__Exercise requirements__
From the listing below, pull out every line that contains the word "leaf" and copy those lines.
# Source records start
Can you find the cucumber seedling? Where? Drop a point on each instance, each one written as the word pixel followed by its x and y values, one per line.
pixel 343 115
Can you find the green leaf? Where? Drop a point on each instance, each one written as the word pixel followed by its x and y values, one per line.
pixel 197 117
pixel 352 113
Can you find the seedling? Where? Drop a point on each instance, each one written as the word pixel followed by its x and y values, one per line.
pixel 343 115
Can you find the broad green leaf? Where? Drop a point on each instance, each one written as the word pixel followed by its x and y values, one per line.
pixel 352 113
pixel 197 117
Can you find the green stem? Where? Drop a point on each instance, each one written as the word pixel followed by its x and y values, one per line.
# Source records end
# Source records start
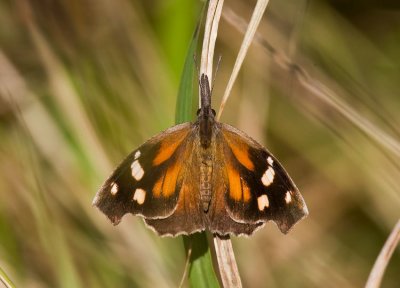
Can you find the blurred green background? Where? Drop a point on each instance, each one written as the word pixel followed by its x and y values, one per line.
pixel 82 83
# Source records end
__Solution__
Can you find the green leaf? Where? Drop a point on each instance, each one written as the word pixel followed by its x and y values, one per line.
Can you find the broad green leaf? Where? Drop a point on each instance, each one written as the word pixel followed by its x and y values, one per line.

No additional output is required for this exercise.